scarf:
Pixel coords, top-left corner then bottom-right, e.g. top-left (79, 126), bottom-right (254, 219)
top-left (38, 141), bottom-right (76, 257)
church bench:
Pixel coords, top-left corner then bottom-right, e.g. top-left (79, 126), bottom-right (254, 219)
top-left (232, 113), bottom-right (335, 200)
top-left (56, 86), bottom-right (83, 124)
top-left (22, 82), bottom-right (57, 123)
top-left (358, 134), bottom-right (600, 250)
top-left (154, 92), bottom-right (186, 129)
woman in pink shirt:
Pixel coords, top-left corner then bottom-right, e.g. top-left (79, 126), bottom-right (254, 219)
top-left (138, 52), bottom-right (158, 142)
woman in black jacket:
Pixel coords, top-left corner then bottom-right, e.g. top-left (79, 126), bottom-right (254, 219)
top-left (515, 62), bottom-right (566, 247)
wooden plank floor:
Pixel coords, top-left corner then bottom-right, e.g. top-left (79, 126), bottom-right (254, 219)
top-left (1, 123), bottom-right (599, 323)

==*==

> [Work order]:
What lines of the listing contain the word "woman"? Copy them all.

> [Finished task]:
woman in pink shirt:
woman in black jacket:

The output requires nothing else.